과제 요구사항
"the beige building" 문구가 있는 줄부터 "left=344, top=243, right=353, bottom=260" 문구가 있는 줄까지만 다시 쓰되, "flag" 표현을 "banner" 표현으로 바꾸고 나머지는 그대로 두세요.

과제 자료
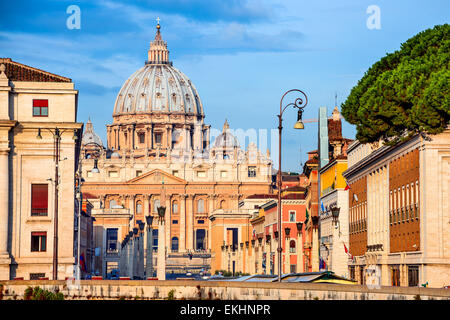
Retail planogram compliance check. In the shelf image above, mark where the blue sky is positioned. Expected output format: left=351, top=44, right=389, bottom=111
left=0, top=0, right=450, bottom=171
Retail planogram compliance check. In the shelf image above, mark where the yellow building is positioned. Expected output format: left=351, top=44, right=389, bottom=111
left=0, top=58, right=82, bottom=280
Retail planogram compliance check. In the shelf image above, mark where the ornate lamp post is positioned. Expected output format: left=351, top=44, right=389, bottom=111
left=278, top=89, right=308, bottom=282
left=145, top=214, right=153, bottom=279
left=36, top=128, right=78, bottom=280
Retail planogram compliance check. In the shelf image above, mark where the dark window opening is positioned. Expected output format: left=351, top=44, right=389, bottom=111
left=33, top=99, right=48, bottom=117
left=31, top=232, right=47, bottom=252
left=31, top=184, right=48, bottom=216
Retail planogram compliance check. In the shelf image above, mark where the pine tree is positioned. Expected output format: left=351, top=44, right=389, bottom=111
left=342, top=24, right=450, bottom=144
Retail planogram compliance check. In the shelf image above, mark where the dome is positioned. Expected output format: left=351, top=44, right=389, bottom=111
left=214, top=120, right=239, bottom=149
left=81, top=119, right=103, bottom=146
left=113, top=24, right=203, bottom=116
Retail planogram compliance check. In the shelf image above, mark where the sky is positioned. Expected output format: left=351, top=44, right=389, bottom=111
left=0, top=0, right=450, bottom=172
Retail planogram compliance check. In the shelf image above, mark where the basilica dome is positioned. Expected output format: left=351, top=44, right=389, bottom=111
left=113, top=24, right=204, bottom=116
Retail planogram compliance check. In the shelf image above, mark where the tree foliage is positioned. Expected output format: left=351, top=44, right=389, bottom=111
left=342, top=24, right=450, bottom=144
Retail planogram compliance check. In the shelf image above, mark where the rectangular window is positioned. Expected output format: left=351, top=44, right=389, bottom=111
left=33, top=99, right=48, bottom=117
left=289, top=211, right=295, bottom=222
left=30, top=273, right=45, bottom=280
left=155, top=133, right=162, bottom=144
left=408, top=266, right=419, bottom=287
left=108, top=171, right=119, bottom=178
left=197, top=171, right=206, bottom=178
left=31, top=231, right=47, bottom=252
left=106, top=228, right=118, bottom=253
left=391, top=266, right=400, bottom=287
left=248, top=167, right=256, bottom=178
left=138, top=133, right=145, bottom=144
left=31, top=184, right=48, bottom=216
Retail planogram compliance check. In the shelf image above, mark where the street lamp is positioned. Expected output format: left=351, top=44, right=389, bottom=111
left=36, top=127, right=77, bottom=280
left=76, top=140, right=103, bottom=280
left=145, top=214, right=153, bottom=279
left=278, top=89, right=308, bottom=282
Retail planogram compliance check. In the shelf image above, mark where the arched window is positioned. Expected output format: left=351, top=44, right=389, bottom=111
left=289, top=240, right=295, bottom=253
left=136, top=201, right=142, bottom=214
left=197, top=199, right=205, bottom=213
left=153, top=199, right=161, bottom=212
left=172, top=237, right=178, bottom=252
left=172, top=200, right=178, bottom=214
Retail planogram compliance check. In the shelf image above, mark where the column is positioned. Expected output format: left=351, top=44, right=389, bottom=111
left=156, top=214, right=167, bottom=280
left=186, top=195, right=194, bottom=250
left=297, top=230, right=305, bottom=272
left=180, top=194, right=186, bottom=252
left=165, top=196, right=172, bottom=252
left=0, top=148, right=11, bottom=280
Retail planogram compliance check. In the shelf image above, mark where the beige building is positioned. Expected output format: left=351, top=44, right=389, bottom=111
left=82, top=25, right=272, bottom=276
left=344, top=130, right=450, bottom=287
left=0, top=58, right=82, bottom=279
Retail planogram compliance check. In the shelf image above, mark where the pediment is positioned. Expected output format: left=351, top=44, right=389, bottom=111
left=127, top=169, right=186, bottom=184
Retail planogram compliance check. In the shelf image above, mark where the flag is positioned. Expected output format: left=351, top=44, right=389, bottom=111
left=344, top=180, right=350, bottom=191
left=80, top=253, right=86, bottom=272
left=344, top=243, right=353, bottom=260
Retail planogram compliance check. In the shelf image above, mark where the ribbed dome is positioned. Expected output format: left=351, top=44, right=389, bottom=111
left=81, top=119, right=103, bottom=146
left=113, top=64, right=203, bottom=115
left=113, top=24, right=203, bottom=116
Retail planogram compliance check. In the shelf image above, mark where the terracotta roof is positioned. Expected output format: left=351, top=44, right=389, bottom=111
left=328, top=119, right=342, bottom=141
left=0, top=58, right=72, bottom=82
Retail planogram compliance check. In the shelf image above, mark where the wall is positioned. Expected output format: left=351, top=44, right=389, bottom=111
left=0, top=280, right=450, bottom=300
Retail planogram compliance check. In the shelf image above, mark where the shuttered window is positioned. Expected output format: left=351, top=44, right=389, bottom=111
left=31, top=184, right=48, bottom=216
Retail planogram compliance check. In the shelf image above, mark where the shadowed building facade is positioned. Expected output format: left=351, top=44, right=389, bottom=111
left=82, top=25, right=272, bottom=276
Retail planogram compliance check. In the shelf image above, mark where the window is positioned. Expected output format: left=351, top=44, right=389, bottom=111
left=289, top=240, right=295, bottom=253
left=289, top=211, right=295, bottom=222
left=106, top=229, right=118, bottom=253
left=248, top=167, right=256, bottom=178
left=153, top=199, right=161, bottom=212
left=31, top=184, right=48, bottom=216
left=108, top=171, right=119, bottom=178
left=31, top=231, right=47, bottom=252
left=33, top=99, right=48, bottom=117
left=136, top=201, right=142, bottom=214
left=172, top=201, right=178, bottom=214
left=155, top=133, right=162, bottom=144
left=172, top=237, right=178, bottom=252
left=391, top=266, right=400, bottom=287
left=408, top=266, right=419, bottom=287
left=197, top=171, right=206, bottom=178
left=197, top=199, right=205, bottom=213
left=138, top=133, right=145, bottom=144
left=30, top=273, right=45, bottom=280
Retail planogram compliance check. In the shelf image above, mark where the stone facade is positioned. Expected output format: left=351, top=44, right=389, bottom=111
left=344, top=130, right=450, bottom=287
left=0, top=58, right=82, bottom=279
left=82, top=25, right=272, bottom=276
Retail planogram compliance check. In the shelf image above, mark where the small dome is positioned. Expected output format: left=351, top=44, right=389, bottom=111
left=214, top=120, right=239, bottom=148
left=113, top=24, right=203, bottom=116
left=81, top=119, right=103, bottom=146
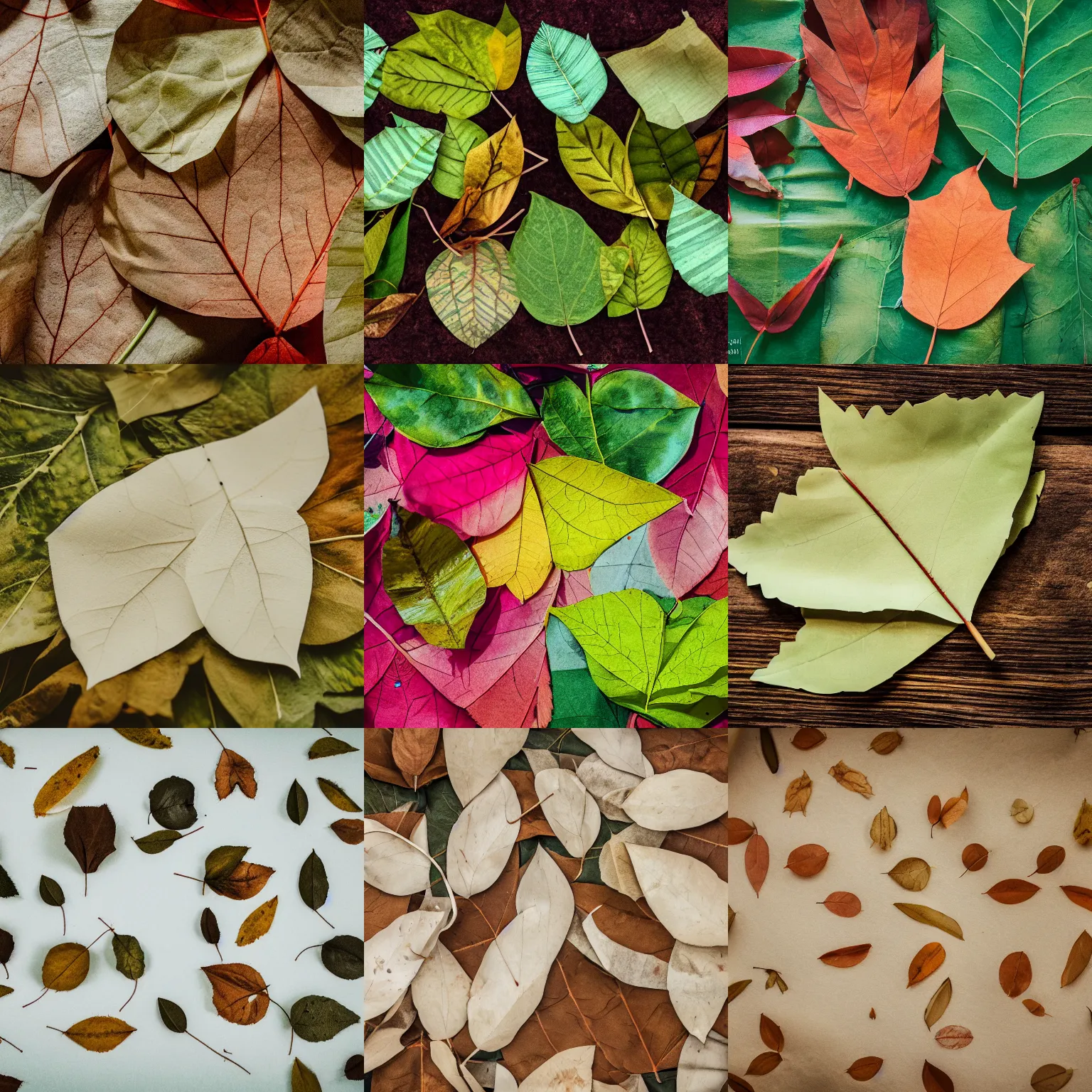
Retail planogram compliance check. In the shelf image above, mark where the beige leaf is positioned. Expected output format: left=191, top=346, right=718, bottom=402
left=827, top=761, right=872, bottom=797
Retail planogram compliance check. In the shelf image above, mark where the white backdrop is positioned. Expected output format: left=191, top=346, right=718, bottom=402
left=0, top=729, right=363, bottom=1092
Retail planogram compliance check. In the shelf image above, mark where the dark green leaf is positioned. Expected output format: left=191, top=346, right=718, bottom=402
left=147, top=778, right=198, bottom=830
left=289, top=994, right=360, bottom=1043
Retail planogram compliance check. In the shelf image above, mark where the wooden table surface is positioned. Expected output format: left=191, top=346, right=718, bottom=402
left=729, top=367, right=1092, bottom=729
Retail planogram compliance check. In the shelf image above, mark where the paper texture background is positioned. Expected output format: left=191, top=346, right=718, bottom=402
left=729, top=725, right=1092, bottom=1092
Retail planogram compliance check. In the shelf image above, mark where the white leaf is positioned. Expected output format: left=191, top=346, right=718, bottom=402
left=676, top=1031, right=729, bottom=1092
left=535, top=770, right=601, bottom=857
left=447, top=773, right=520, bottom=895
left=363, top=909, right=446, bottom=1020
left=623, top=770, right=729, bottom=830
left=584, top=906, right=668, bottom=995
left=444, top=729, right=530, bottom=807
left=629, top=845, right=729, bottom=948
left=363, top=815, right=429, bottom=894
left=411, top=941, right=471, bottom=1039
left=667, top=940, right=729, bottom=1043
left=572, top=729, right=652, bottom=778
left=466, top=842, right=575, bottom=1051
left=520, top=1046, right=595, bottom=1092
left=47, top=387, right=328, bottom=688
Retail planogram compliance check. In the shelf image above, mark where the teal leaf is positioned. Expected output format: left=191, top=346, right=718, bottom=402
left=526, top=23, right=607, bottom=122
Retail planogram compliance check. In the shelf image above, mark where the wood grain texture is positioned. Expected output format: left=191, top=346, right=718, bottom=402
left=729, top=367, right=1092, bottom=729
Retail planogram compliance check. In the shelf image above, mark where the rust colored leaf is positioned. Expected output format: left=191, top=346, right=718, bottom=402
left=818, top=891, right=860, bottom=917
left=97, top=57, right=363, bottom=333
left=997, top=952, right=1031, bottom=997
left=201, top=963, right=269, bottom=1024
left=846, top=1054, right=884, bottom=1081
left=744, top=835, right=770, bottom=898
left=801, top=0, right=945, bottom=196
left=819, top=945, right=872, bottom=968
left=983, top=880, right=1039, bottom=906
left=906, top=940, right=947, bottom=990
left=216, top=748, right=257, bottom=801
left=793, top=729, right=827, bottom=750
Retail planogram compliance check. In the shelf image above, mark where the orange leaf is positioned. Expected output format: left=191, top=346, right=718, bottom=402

작성한 풀이
Retail planogram compliance check. In the shelf image above, mark where the beige building is positioned. Expected output format: left=351, top=44, right=389, bottom=111
left=82, top=25, right=272, bottom=276
left=344, top=130, right=450, bottom=287
left=0, top=58, right=82, bottom=279
Retail planogram compliance check. In the shelf image above, mark where the pediment is positioned. Expected output format: left=351, top=44, right=389, bottom=111
left=127, top=169, right=186, bottom=184
Retail planogram compliance check. In the shelf image above, mark where the banner is positioned. Expected output format: left=351, top=44, right=389, bottom=111
left=344, top=180, right=350, bottom=191
left=80, top=253, right=86, bottom=272
left=344, top=243, right=353, bottom=260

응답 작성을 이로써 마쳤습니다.